Bucket Sort — Practice Tasks¶
All tasks must be solved in Go, Java, and Python.
Beginner Tasks¶
Task 1: Implement Bucket Sort from scratch for an array of floats in [0, 1). Use n buckets and Insertion Sort as the inner sort. Handle the boundary x = 1.0 correctly (clamp to bucket n-1).
Go¶
package main
func BucketSort(arr []float64) []float64 {
// TODO: implement
return arr
}
func main() {
in := []float64{0.42, 0.32, 0.23, 0.52, 0.25, 0.47, 0.51}
_ = in
}
Java¶
public class Task1 {
public static double[] bucketSort(double[] arr) {
// TODO: implement
return arr;
}
public static void main(String[] args) {}
}
Python¶
def bucket_sort(arr):
# TODO: implement
return arr
if __name__ == "__main__":
bucket_sort([0.42, 0.32, 0.23, 0.52, 0.25, 0.47, 0.51])
- Constraints: O(n + k) average time; pass test cases for empty, single, all-equal, descending, and boundary-1.0 inputs.
- Expected Output:
[0.23, 0.25, 0.32, 0.42, 0.47, 0.51, 0.52]. - Evaluation: correctness, boundary clamp, average complexity justified in a docstring.
Task 2: Implement Bucket Sort for integers in a known range [lo, hi]. The mapping function is idx = (x - lo) * k / (hi - lo + 1). Use k = n buckets.
Go¶
Java¶
Python¶
- Constraints: integer mapping, no floating-point unless necessary; handle negative values.
- Expected: sorts
[42, 32, 23, 52, 25, 47, 51, 10, 99, 1]within[0, 100]correctly.
Task 3: Write a function that returns the histogram (bucket counts) of input floats in [0, 1) for k = 10 buckets. This is the scatter phase only — no inner sort, no gather.
Go¶
Java¶
Python¶
Input: [0.05, 0.15, 0.25, 0.12, 0.18, 0.0, 0.95]
Output: [2, 2, 2, 0, 0, 0, 0, 0, 0, 1] (count per bucket)
- Constraints: O(n) time, O(k) space.
- Use case: building a histogram for distribution profiling; foundation for two-pass Bucket Sort.
Task 4: Detect skew. Given an input array and a bucket count k, return the ratio max_bucket_size / avg_bucket_size. Return 1.0 for a perfectly uniform input, larger for skewed input.
Go¶
Java¶
Python¶
- Constraints: O(n + k) time.
- Test: uniform input → ratio close to 1; all-equal input → ratio close to
k. - Production use: alert when
skew_ratio > 5during a live sort.
Task 5: Implement Bucket Sort using linked lists as the bucket type. Insert each element in sorted order during scatter (combines scatter and inner sort). Avoid using a separate sort function.
Go¶
type Node struct {
Val float64
Next *Node
}
func BucketSortLinked(arr []float64) []float64 {
// TODO: scatter into linked lists, inserting in sorted order
return arr
}
Java¶
public class Task5 {
static class Node { double val; Node next; Node(double v){val=v;} }
public static double[] bucketSortLinked(double[] arr) { return arr; }
}
Python¶
class Node:
__slots__ = ("val", "next")

Records:
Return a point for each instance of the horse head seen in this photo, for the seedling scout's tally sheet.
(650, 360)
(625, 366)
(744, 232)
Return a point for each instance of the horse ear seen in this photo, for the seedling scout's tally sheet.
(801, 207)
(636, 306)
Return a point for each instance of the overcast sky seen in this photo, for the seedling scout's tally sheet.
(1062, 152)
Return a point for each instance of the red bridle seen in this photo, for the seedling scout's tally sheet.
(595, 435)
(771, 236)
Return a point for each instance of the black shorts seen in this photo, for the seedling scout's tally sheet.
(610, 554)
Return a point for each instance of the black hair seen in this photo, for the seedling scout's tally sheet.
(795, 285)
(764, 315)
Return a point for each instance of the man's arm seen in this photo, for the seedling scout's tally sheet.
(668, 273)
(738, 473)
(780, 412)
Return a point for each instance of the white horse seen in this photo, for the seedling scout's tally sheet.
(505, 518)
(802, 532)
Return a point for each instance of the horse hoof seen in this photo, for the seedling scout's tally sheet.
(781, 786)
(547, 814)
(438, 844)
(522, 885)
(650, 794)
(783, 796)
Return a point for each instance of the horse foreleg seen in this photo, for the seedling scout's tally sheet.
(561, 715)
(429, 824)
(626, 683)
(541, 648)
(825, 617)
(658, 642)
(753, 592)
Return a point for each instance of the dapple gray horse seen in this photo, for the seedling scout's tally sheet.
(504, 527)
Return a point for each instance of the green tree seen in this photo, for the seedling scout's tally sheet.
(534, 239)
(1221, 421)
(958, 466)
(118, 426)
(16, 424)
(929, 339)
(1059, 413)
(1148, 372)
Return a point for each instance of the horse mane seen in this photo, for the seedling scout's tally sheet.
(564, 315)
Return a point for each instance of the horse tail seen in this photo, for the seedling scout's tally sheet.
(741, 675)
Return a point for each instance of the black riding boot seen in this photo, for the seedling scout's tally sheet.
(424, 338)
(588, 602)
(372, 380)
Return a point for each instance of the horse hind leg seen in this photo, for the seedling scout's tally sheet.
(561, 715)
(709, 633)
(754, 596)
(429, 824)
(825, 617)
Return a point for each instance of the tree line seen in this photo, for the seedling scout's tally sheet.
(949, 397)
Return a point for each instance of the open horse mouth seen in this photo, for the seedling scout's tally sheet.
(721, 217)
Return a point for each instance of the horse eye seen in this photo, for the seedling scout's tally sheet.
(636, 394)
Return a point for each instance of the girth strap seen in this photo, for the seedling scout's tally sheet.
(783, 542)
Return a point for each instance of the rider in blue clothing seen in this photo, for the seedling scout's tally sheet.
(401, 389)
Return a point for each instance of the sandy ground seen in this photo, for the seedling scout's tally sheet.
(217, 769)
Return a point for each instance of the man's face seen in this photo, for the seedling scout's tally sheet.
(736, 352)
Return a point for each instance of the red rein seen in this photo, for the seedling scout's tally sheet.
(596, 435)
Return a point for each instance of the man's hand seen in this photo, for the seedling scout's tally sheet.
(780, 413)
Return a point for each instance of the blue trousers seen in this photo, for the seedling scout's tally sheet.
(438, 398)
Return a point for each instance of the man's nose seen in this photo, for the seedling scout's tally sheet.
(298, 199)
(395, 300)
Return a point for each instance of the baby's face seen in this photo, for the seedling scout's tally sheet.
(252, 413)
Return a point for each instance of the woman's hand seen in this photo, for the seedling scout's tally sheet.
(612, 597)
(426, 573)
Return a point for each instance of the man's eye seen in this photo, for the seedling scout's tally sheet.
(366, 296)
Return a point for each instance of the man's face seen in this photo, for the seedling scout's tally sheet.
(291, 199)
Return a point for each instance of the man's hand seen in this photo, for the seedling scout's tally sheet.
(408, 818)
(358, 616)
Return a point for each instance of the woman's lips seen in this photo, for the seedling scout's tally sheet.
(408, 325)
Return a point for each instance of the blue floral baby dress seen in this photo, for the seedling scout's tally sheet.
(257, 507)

REQUEST 1 →
According to the constraints for Task 1 on the bucket sort practice page, which kinds of input must the test cases cover? List every one.
REQUEST 2 →
Extract every line of the rows that contains the string "baby", and treat case as significant.

CORRECT OUTPUT 1 →
- Empty input
- Single-element input
- All-equal input
- Descending input
- Boundary-1.0 input

CORRECT OUTPUT 2 →
Return a point for each instance of the baby's face seen in this photo, for the seedling scout's tally sheet.
Return a point for each instance of the blue floral baby dress seen in this photo, for the seedling scout's tally sheet.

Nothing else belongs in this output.